* **Apply what you read**
1 > Answer these questions using the Maple Ridge Township article:
(a) What was the township's population at the 2020 census?
(b) In what year was St. Nicholas settled, and by immigrants from which country?
(c) What is the township's total area?
2 > List every community named under the "Communities" header of the Maple Ridge Township article.
3 > Please resume the Maple Ridge Township article, starting after its last sentence.

* **Document segment**
☆ ☆ ☆ ☆ ☆ ☆ ☆

Maple Ridge Township is a civil township of Delta County in the U.S. state of Michigan. The population was 694 at the 2020 census, down from 766 at the 2010 census.

Maple Ridge Township was named from a hill where sugar maple trees grew.

==Communities==
- Defiance was a station on the Chicago and Northwestern Railroad that had a post office starting in 1888.
- Rock in an unincorporated community and census-designated place located along M-35 and the Canadian National Railway, 16.5 miles (26.6 km) north-northwest of Gladstone. It has a post office with ZIP code 49880.
- St. Nicholas was a community settled in 1912 by immigrants from Belgium. Ten acres were donated for a church and cemetery, located north of Saint Nicholas 31st Road on the east side of Summer Meadow G 5 Road. Plans were ambitious to build a large church. However, money ran out and a roof was put over the basement and that served as the church. Later the building was demolished and the people worshipped at St. Joseph Catholic Church in Perkins. The cemetery, that was likely adjacent to the church, still exists and is the burial place for St. Nicholas' early settlers.

==Geography==
According to the United States Census Bureau, the township has a total area of 108.2 square miles (280.3 km^{2}), all land.

==Demographics==
At the 2000 census, there were 808 people, 336 households and 234 families residing in the township. The population density was 7.5 per square mile (2.9/km^{2}). There were 537 housing units at an average density of 5.0 per square mile (1.9/km^{2}). The racial makeup of the township was 96.91% White, 1.11% Native American, 0.62% Asian, and 1.36% from two or more races. Hispanic or Latino of any race were 0.50% of the population.

☆ ☆ ☆ ☆ ☆ ☆ ☆

[Image point grounding data]
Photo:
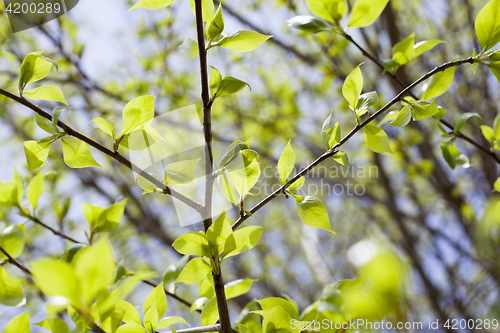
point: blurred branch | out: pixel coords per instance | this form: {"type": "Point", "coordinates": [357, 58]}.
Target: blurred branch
{"type": "Point", "coordinates": [115, 155]}
{"type": "Point", "coordinates": [356, 129]}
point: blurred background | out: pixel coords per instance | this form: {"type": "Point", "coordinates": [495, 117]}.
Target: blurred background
{"type": "Point", "coordinates": [410, 204]}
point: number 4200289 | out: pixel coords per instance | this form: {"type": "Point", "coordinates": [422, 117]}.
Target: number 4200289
{"type": "Point", "coordinates": [33, 8]}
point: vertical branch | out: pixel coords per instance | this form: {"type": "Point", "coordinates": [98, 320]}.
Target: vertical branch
{"type": "Point", "coordinates": [225, 321]}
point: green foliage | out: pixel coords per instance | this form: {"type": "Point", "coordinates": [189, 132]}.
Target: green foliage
{"type": "Point", "coordinates": [331, 11]}
{"type": "Point", "coordinates": [77, 154]}
{"type": "Point", "coordinates": [365, 12]}
{"type": "Point", "coordinates": [46, 93]}
{"type": "Point", "coordinates": [11, 291]}
{"type": "Point", "coordinates": [376, 139]}
{"type": "Point", "coordinates": [312, 212]}
{"type": "Point", "coordinates": [487, 25]}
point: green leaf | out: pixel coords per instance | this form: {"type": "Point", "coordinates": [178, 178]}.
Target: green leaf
{"type": "Point", "coordinates": [207, 7]}
{"type": "Point", "coordinates": [156, 296]}
{"type": "Point", "coordinates": [55, 325]}
{"type": "Point", "coordinates": [131, 315]}
{"type": "Point", "coordinates": [131, 328]}
{"type": "Point", "coordinates": [376, 139]}
{"type": "Point", "coordinates": [312, 212]}
{"type": "Point", "coordinates": [192, 243]}
{"type": "Point", "coordinates": [229, 86]}
{"type": "Point", "coordinates": [438, 84]}
{"type": "Point", "coordinates": [35, 189]}
{"type": "Point", "coordinates": [244, 239]}
{"type": "Point", "coordinates": [152, 4]}
{"type": "Point", "coordinates": [151, 319]}
{"type": "Point", "coordinates": [330, 10]}
{"type": "Point", "coordinates": [11, 292]}
{"type": "Point", "coordinates": [13, 240]}
{"type": "Point", "coordinates": [423, 110]}
{"type": "Point", "coordinates": [210, 313]}
{"type": "Point", "coordinates": [309, 23]}
{"type": "Point", "coordinates": [403, 118]}
{"type": "Point", "coordinates": [169, 321]}
{"type": "Point", "coordinates": [104, 126]}
{"type": "Point", "coordinates": [237, 288]}
{"type": "Point", "coordinates": [352, 87]}
{"type": "Point", "coordinates": [77, 154]}
{"type": "Point", "coordinates": [57, 278]}
{"type": "Point", "coordinates": [180, 173]}
{"type": "Point", "coordinates": [139, 111]}
{"type": "Point", "coordinates": [46, 93]}
{"type": "Point", "coordinates": [341, 158]}
{"type": "Point", "coordinates": [216, 26]}
{"type": "Point", "coordinates": [191, 47]}
{"type": "Point", "coordinates": [243, 41]}
{"type": "Point", "coordinates": [215, 79]}
{"type": "Point", "coordinates": [464, 118]}
{"type": "Point", "coordinates": [34, 68]}
{"type": "Point", "coordinates": [427, 45]}
{"type": "Point", "coordinates": [488, 133]}
{"type": "Point", "coordinates": [20, 324]}
{"type": "Point", "coordinates": [365, 12]}
{"type": "Point", "coordinates": [36, 153]}
{"type": "Point", "coordinates": [195, 271]}
{"type": "Point", "coordinates": [286, 163]}
{"type": "Point", "coordinates": [487, 25]}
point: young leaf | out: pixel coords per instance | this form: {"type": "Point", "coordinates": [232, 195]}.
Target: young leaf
{"type": "Point", "coordinates": [11, 292]}
{"type": "Point", "coordinates": [35, 188]}
{"type": "Point", "coordinates": [195, 271]}
{"type": "Point", "coordinates": [216, 26]}
{"type": "Point", "coordinates": [229, 86]}
{"type": "Point", "coordinates": [464, 118]}
{"type": "Point", "coordinates": [365, 12]}
{"type": "Point", "coordinates": [243, 41]}
{"type": "Point", "coordinates": [352, 87]}
{"type": "Point", "coordinates": [207, 7]}
{"type": "Point", "coordinates": [46, 93]}
{"type": "Point", "coordinates": [309, 23]}
{"type": "Point", "coordinates": [312, 212]}
{"type": "Point", "coordinates": [286, 163]}
{"type": "Point", "coordinates": [191, 47]}
{"type": "Point", "coordinates": [156, 296]}
{"type": "Point", "coordinates": [36, 153]}
{"type": "Point", "coordinates": [341, 158]}
{"type": "Point", "coordinates": [137, 112]}
{"type": "Point", "coordinates": [438, 84]}
{"type": "Point", "coordinates": [77, 154]}
{"type": "Point", "coordinates": [13, 240]}
{"type": "Point", "coordinates": [152, 4]}
{"type": "Point", "coordinates": [180, 173]}
{"type": "Point", "coordinates": [192, 243]}
{"type": "Point", "coordinates": [151, 319]}
{"type": "Point", "coordinates": [330, 10]}
{"type": "Point", "coordinates": [487, 25]}
{"type": "Point", "coordinates": [20, 324]}
{"type": "Point", "coordinates": [104, 126]}
{"type": "Point", "coordinates": [376, 139]}
{"type": "Point", "coordinates": [403, 118]}
{"type": "Point", "coordinates": [34, 68]}
{"type": "Point", "coordinates": [215, 79]}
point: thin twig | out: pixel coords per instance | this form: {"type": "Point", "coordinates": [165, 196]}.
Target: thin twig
{"type": "Point", "coordinates": [115, 155]}
{"type": "Point", "coordinates": [356, 129]}
{"type": "Point", "coordinates": [15, 262]}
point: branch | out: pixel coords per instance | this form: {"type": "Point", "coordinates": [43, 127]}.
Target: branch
{"type": "Point", "coordinates": [334, 150]}
{"type": "Point", "coordinates": [443, 121]}
{"type": "Point", "coordinates": [115, 155]}
{"type": "Point", "coordinates": [15, 262]}
{"type": "Point", "coordinates": [213, 328]}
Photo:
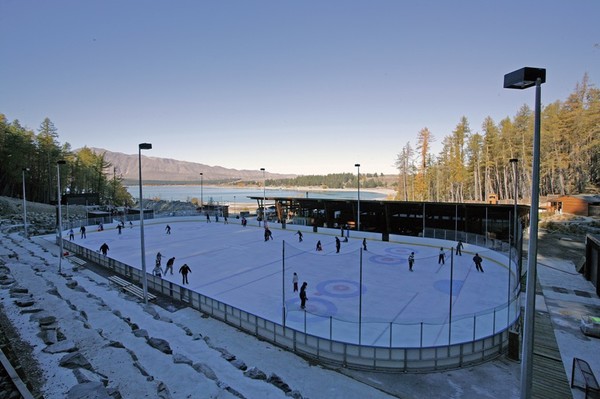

☆ ☆ ☆ ☆ ☆ ☆ ☆

* **Exercise answers**
1 >
(a) 694
(b) 1912, by immigrants from Belgium
(c) 108.2 square miles (280.3 km^{2}), all land

2 > Defiance, Rock, St. Nicholas

3 >
There were 336 households, of which 26.5% had children under the age of 18 living with them, 58.3% were married couples living together, 7.4% had a female householder with no husband present, and 30.1% were non-families. 26.8% of all households were made up of individuals, and 12.2% had someone living alone who was 65 years of age or older. The average household size was 2.40 and the average family size was 2.90.

23.3% of the population were under the age of 18, 5.1% from 18 to 24, 27.6% from 25 to 44, 29.1% from 45 to 64, and 15.0% who were 65 years of age or older. The median age was 42 years. For every 100 females, there were 98.0 males. For every 100 females age 18 and over, there were 103.9 males.

The median household income was $36,050 and the median family income was $38,594. Males had a median income of $31,250 with $21,591 for females. The per capita income for the township was $17,664. About 9.3% of families and 13.0% of the population were below the poverty line, including 14.1% of those under age 18 and 12.7% of those age 65 or over.